Every entry that follows needs to be repeated exactly.

#### [LISTED ENTRIES]
───
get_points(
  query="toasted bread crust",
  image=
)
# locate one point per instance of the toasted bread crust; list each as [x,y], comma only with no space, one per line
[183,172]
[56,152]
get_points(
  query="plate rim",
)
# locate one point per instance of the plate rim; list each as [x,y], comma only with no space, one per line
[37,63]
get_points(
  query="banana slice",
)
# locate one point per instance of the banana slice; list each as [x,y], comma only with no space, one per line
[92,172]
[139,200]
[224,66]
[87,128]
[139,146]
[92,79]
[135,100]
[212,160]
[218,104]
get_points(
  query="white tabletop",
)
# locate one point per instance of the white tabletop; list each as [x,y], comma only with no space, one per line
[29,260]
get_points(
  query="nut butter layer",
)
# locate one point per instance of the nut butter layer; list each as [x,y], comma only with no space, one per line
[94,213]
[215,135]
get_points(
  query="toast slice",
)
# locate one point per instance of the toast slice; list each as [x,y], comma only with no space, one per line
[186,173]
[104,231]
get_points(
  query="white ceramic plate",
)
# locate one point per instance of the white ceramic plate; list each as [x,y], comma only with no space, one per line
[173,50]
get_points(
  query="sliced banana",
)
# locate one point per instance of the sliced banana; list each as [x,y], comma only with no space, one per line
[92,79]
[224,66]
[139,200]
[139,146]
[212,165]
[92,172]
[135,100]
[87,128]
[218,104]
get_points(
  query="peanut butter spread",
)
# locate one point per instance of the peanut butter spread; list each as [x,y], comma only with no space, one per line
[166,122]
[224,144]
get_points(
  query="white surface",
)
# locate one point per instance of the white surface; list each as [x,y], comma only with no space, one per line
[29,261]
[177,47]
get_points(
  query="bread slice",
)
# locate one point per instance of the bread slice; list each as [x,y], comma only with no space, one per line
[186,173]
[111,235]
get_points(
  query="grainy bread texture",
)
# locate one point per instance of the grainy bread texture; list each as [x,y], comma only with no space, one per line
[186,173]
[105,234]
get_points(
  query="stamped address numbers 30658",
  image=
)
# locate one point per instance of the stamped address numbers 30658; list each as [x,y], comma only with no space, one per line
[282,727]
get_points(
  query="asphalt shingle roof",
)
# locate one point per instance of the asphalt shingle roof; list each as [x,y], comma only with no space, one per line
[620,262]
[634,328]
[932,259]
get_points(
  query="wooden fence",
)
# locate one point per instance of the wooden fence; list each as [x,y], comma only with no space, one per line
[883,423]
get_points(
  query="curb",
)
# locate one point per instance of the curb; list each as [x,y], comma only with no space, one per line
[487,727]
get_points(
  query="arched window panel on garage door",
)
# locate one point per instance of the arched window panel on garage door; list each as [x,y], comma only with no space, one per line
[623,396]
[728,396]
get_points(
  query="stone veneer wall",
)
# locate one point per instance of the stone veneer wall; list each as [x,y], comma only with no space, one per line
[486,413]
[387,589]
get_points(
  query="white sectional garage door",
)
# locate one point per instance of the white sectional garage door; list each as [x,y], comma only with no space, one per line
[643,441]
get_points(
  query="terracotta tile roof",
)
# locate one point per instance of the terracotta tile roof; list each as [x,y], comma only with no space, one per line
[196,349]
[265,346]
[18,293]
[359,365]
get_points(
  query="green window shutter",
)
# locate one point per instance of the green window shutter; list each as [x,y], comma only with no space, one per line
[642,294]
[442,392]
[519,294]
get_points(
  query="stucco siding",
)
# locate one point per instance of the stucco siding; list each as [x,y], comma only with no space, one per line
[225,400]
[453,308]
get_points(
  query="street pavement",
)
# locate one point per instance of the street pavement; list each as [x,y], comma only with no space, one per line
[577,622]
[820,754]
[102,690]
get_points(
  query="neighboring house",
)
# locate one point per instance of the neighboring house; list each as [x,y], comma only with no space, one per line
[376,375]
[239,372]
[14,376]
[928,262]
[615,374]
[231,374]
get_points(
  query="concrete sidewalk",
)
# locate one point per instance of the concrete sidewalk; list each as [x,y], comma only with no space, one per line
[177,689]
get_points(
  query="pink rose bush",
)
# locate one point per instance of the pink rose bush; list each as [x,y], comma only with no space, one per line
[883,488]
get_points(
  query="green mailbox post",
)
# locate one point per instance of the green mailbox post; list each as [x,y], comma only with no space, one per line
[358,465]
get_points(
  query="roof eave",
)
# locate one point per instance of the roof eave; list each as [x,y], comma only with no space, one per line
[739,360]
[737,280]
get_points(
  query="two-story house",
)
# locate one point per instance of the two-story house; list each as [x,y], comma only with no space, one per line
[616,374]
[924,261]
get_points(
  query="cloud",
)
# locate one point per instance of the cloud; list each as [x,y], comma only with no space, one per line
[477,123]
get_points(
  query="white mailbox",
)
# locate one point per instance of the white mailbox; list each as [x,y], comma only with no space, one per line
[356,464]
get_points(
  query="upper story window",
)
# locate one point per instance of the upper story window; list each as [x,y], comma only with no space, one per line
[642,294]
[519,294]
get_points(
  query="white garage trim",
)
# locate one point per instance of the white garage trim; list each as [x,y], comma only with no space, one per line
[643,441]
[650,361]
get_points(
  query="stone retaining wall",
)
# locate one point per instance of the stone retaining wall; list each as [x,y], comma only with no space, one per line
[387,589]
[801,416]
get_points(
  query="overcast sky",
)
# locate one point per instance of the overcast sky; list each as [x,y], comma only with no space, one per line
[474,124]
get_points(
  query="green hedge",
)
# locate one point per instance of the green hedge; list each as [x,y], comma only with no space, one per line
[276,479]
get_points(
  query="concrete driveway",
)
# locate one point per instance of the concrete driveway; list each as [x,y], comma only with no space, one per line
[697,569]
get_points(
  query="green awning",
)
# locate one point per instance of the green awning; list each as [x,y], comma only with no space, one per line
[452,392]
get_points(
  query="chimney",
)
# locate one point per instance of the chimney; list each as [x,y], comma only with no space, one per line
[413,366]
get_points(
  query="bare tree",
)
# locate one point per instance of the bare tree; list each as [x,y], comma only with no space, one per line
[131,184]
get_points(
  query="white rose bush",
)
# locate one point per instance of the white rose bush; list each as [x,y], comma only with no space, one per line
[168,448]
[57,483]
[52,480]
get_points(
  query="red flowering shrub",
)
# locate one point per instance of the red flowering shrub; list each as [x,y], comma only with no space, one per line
───
#### [EXERCISE RESULT]
get_points(
  query="toasted bread crust",
  image=
)
# locate one point per instance of the toasted bread crust; list each as [x,y], comma only with no space, one per line
[183,172]
[56,152]
get_points(
  query="plate rim",
)
# locate one point per instance of the plate rim; list each as [x,y], comma only with no space, one per line
[37,63]
get_points(
  query="banana slice",
)
# locate one point per instance of the banana slice; list each as [x,y], comma only with no space, one per line
[92,172]
[139,200]
[224,66]
[87,128]
[139,146]
[92,79]
[135,100]
[212,160]
[218,104]
get_points(
  query="white tabletop",
)
# locate one point per instance of the white tabletop; list each as [x,y], comma only with no space, one per line
[29,260]
get_points(
  query="nut butter layer",
)
# locate one point per instance of the nut butter layer; list each as [x,y], comma only with no space, one per line
[94,213]
[215,135]
get_points(
  query="toast slice",
)
# locate one point per instance of the toast slice; list each as [x,y], comma only with no space, one per line
[186,173]
[104,231]
get_points(
  query="white ceramic plate",
)
# locate one point per instance of the white ceramic plate; list each as [x,y], comma only with no space, one per line
[173,50]
get_points(
  query="sliced banana",
)
# locate one point per instance of the sliced banana; list each as [x,y], comma only with no space, one per line
[92,79]
[224,66]
[139,200]
[139,146]
[212,165]
[92,172]
[135,100]
[87,128]
[218,104]
get_points(
  query="peanut butter spread",
)
# locate one point per instance of the peanut butter spread; list each as [x,y], comma only with no space, one per line
[166,122]
[224,144]
get_points(
  query="white surface",
)
# locate one point per instance of the white surface; list each as [x,y], comma only with no space, one per line
[29,261]
[177,47]
get_points(
  query="bread slice",
)
# locate one point per instance of the bread slice; list each as [x,y], comma only with no space, one per line
[186,173]
[111,235]
get_points(
  query="grainy bread texture",
)
# locate one point per instance of the grainy bread texture; list each as [x,y], comma only with no space, one per line
[186,173]
[105,234]
get_points(
  query="stamped address numbers 30658",
  image=
)
# locate one point per instance of the stamped address numbers 30658; list each as [x,y], comma only with no space, one per line
[282,727]
get_points(
  query="asphalt shingle roof",
)
# locate one point per instance of the asphalt shingle roof; list each as [x,y], comma only with no space, one per line
[620,262]
[634,328]
[932,259]
get_points(
  query="wooden fence",
)
# locate one point per instance of the wooden fence; list each as [x,y], comma only with no space, one per line
[883,423]
get_points(
  query="curb",
)
# locate one point per instance of the curb; list each as [x,y], comma only with no space, one per line
[487,727]
get_points(
  query="arched window panel on garage door",
)
# locate one point per instance of the arched window panel on garage door; list each as [x,y], comma only with no space, one per line
[623,396]
[728,396]
get_points(
  query="stone veneer wall",
)
# locate one point per instance of the stone veneer wall; list each as [x,y], comma only with no space, one per line
[486,413]
[387,589]
get_points(
  query="white sectional garage door",
)
# locate one point per instance of the white sectional garage door; list each as [x,y], comma only with no space, one per line
[643,441]
get_points(
  query="terracotta tile roof",
)
# locate one point per instance of the terracotta tile roof; list each as [x,y], comma only with no space, one per line
[196,349]
[265,346]
[18,293]
[359,365]
get_points(
  query="green window shutter",
)
# locate one point per instance of the green window shutter; list each as [x,y], comma only with no space, one per line
[642,294]
[442,392]
[519,294]
get_points(
  query="stucco siding",
)
# locate one point per instance of the stucco siding; list each as [x,y], comma only with no space, one per line
[225,400]
[453,308]
get_points(
  query="street pavement",
)
# locate one point per instance of the street pavement; list each as [x,y], comma only with no space, one per line
[577,622]
[820,754]
[102,690]
get_points(
  query="neighboring house",
)
# locate one point per instance of the neighboring house; list each as [x,y], comma only with no space, one per line
[376,375]
[239,372]
[14,376]
[928,262]
[615,374]
[231,374]
get_points(
  query="concrete sidewalk",
)
# locate one point per instance of the concrete sidewalk; list each as [x,y], comma only with no space, one per line
[177,689]
get_points(
  query="pink rose bush",
)
# locate one point per instance of the pink rose bush; list each as [x,y], comma only with no space, one per line
[883,488]
get_points(
  query="green mailbox post",
)
# locate one point per instance of the green mailbox post; list each as [x,y], comma only with no space, one per line
[358,465]
get_points(
  query="roof eave",
)
# locate one point per instance of the roof eave; list each as [x,y], comma only with no space, one per line
[739,360]
[737,280]
get_points(
  query="two-story house",
)
# locate one point per instance of the two-story house; list each as [x,y], comma only with no space, one per line
[616,374]
[924,261]
get_points(
  query="cloud",
)
# locate one point per instance of the cloud; list each as [x,y], comma only with no space, one per line
[477,123]
get_points(
  query="white mailbox",
)
# locate one point per instance of the white mailbox; list each as [x,y], comma only with no space, one per line
[356,464]
get_points(
  query="upper story window",
)
# locate one point per instance of the upper story window; list each as [x,y], comma only with no space, one per line
[642,294]
[519,294]
get_points(
  query="white garage trim",
)
# locate one point per instance of the white garage trim; list each as [x,y], comma only with no space, one per line
[643,441]
[650,361]
get_points(
  query="stone retaining wall",
)
# locate one point per instance of the stone retaining wall; list each as [x,y], comma only with no space, one per line
[387,589]
[801,416]
get_points(
  query="overcast sky",
)
# locate one point per instance of the overcast sky; list each as [x,y], comma only with no space, one per line
[474,124]
get_points(
  query="green hedge",
)
# locate one point per instance of the green hedge; list each as [x,y], comma only with no space, one per line
[276,479]
get_points(
  query="concrete driveway",
)
# locate one point per instance of the concrete driveway; list each as [x,y], comma only with no space, one per line
[697,569]
get_points(
  query="green awning",
)
# locate one point per instance of the green awning; list each as [x,y], comma only with no space, one per line
[452,392]
get_points(
  query="chimney",
)
# locate one point per instance of the chimney; list each as [x,y], comma only with no space, one per line
[413,366]
get_points(
  query="bare tree",
)
# locate one point per instance of the bare tree; list each as [x,y], comma only with no space, one per line
[131,184]
get_points(
  query="white rose bush",
)
# locate one point per instance of the white rose bush; list each as [x,y], comma only with no space, one per line
[168,448]
[57,483]
[52,480]
get_points(
  query="red flowering shrub",
)
# locate one point per instance of the red flowering shrub; list each as [x,y], comma only with no space, one per line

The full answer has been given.